* **Supplied text**
####################
It stretches the legitimacy and institutional resources of the Dispute Settlement Body to cut these kinds of criteria from whole cloth and to read them into GATT Article XX. Indeed, it is significant that the architects of the Uruguay Round reserved the imposition of an obligation of this nature (albeit a limited one) for a context – sanitary and phytosanitary measures – where there was a limited range of risks covered by the relevant agreement, where extensive international standards exist, and where there is agreement among WTO Members about which international organizations may provide guidance concerning the risks in question and appropriate regulatory approaches.
Thus, in Korea – Beef, the Appellate Body explicitly held that examining regulatory instruments associated with addressing other risks does not imply a requirement that a Member’s level of protection be similar or consistent across risks:
Examining enforcement measures applicable to the same illegal behavior relating to like, or at least similar, products does not necessarily imply the introduction of a “consistency” requirement into the “necessary” concept of Article XX(d). Examining such enforcement measures may provide useful input in the course of determining whether an alternative measure which could “reasonably be expected” to be utilized, is available or not.[4]
Along these lines, it was not inappropriate for the Seal Products Panel to consider the measures used by humans to slaughter animals other than seals in its analysis of what alternative might have been reasonably available; however, given the Panel’s factual findings about the unique conditions under which the seal hunt occurs and the difficulties in ensuring humane methods in those unique conditions, it is not surprising that the Panel found the comparisons to other hunts of little assistance.[5]
Third, we note that the Appellants in Seal Products identified the relevant universe of like products as seal products. They did not seek to argue that other products, for which it is alleged that the EU has a lower level of protection, or higher acceptable level of risk in regard to animal suffering, are “like” seal products. Thus it is difficult to understand how they can conclude that these other industries are in any way relevant to the analysis.
####################
* **Entries shown**
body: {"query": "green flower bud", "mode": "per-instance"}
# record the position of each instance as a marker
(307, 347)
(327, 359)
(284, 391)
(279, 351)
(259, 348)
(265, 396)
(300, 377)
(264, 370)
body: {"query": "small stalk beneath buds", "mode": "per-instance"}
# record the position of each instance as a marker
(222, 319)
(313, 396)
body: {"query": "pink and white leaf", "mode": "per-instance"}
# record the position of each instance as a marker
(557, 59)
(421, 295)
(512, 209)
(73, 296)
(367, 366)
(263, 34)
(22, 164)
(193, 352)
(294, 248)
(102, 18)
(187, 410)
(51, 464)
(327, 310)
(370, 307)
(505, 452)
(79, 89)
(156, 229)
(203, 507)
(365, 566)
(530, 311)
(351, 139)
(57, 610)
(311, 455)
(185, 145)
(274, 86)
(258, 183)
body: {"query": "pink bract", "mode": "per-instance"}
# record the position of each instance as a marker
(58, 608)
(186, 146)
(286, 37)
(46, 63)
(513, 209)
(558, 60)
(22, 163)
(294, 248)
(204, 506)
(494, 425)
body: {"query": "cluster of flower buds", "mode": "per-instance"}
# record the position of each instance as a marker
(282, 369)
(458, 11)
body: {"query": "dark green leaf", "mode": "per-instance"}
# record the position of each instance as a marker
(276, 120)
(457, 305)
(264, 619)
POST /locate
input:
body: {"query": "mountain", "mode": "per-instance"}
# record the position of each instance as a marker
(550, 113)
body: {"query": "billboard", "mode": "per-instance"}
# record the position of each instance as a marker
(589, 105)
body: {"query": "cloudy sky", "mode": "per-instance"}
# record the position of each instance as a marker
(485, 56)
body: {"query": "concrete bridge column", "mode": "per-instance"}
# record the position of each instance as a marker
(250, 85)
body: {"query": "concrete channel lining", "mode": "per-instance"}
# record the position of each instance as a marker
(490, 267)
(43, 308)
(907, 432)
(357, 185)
####################
* **Written tasks**
(A) Using the Seal Products text above, answer each question in a single line, with answers marked the same way:
(i) For what context did the architects of the Uruguay Round reserve an obligation of this nature?
(ii) In which case did the Appellate Body hold that examining regulatory instruments for other risks does not imply a requirement of a similar or consistent level of protection?
(iii) How did the Appellants in Seal Products identify the relevant universe of like products?
(B) Carry the Seal Products text further, beginning right after its final sentence.

* **Answers to the exercise**
(A)
(i) Sanitary and phytosanitary measures.
(ii) Korea – Beef.
(iii) As seal products.

(B)
Fourth, reading a “consistency” test into GATT Article XX would overstep the WTO’s institutional remit, which is to regulate international trade in order to counter protectionism, whether explicit or de facto. The WTO cannot assume the role of attempting to rationalize or harmonize the way in which different peoples in different WTO Members prioritize different kinds of risks, as well as take into account the relative costs of responding to different risks. Even in the one instance where as noted there is a consistency requirement in a covered agreement, the Appellate Body, in EC – Hormones, emphasized the many human considerations or factors that might make risks that seem abstractly similar or comparable not really comparable at all from the perspective of a particular society or its responsible and representative government.[6]
Finally, such a consistency requirement would be entirely unworkable in a democratic society, since a Member state would be prohibited from altering its legislation on an incremental basis. Incremental legislation is the standard approach in a democratic society, in which legislation must be changed slowly over time, through the democratic process. Democratic societies almost never address all risks they are concerned about at the same time or at the same speed. Under Canada’s approach, advancing the regulation of animal suffering one step at a time would be impossible, because any state seeking to do so would be forced to treat all animals in all contexts equally humanely (however that would be measured). This approach is unworkable, both for the ability of democracies to legislate and for the WTO’s capacity to regulate international trade.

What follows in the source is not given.